> Directions for this task
Every line in the data below has to be repeated exactly; no picture belongs in the result.

[Given data Boundary: Start]

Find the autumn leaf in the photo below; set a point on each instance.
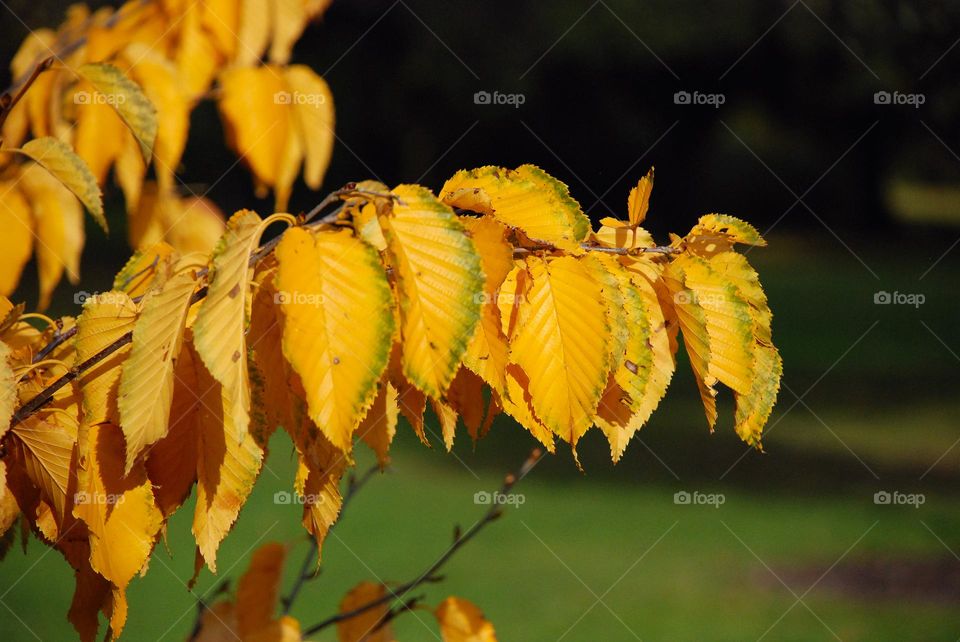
(526, 198)
(338, 325)
(439, 279)
(462, 621)
(221, 323)
(147, 380)
(16, 244)
(259, 587)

[Given data Boundary: End]

> Solution for this exercise
Find the autumn leaf in the photo below; set a point on each instance.
(526, 198)
(338, 325)
(439, 279)
(462, 621)
(221, 323)
(147, 380)
(16, 244)
(259, 587)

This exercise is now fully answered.